* **DIRECTIVE**
Please repeat the records below, substituting "utility pole" for every "wooden pole" and changing nothing else. Leave the pictures out.

* **GIVEN INFORMATION**

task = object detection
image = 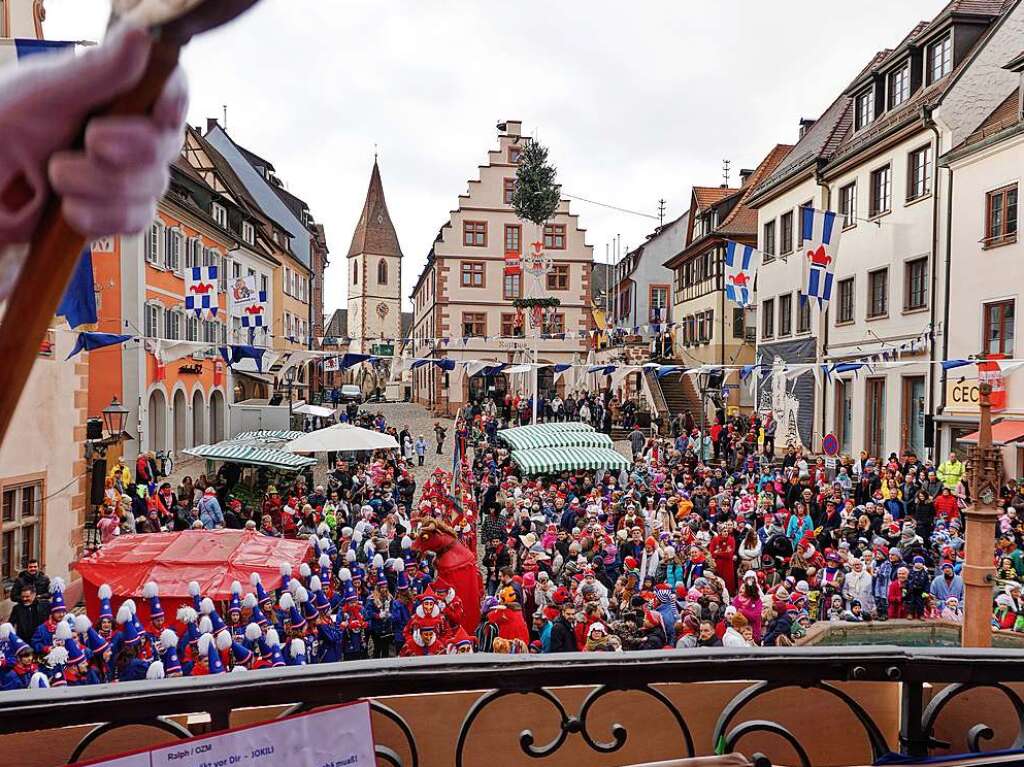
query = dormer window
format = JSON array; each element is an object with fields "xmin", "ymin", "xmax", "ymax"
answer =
[
  {"xmin": 856, "ymin": 88, "xmax": 874, "ymax": 130},
  {"xmin": 889, "ymin": 61, "xmax": 910, "ymax": 110},
  {"xmin": 928, "ymin": 34, "xmax": 953, "ymax": 85},
  {"xmin": 213, "ymin": 203, "xmax": 227, "ymax": 229}
]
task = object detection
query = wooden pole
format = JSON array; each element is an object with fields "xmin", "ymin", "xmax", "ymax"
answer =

* **IN RESPONSE**
task = object detection
image = 
query = dormer window
format = JSON array; each element is an object with fields "xmin", "ymin", "xmax", "ymax"
answer =
[
  {"xmin": 856, "ymin": 88, "xmax": 874, "ymax": 130},
  {"xmin": 889, "ymin": 61, "xmax": 910, "ymax": 110},
  {"xmin": 928, "ymin": 34, "xmax": 953, "ymax": 85},
  {"xmin": 213, "ymin": 203, "xmax": 227, "ymax": 229}
]
task = object detection
query = utility pole
format = JSON array; each element is an object with fields "xmin", "ymin", "xmax", "ymax"
answer =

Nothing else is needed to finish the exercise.